Data items:

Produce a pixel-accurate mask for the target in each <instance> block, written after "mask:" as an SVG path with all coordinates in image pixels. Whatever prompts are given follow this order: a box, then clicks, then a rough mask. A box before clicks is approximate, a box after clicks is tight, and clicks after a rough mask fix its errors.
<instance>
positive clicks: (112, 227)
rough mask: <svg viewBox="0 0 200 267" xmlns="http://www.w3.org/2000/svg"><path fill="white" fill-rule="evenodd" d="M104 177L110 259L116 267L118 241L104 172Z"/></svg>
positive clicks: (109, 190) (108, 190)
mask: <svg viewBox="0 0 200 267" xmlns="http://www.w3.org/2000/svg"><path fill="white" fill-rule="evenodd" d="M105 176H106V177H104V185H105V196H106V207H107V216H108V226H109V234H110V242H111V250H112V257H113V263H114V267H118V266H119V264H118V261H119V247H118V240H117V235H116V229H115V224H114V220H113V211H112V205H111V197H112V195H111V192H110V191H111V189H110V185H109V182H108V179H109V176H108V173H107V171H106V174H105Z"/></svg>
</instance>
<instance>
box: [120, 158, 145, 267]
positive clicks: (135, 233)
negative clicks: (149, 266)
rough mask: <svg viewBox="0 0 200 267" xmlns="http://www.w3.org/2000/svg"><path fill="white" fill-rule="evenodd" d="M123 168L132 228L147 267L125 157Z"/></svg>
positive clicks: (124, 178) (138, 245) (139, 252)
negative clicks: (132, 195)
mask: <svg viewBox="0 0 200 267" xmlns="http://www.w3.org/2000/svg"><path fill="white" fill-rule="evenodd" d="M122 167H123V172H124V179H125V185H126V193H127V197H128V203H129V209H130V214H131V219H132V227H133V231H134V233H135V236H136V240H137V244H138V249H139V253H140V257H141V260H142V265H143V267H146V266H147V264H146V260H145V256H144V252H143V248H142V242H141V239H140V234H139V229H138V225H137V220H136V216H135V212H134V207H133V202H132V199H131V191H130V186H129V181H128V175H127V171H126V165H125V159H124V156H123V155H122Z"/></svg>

**YOUR INSTRUCTIONS:** In the entries above, identify each line that includes the string "rough", then copy it.

**RESPONSE:**
Produce a pixel-accurate mask for the target in each <instance> block, written after "mask:" as an SVG path with all coordinates in image pixels. Whatever prompts are given follow this order: a box, then clicks, then a rough mask. A box before clicks is approximate, a box after clicks is tight, and clicks after a rough mask fix its errors.
rough mask: <svg viewBox="0 0 200 267" xmlns="http://www.w3.org/2000/svg"><path fill="white" fill-rule="evenodd" d="M104 177L110 259L116 267L118 241L104 172Z"/></svg>
rough mask: <svg viewBox="0 0 200 267" xmlns="http://www.w3.org/2000/svg"><path fill="white" fill-rule="evenodd" d="M123 168L132 228L147 267L125 157Z"/></svg>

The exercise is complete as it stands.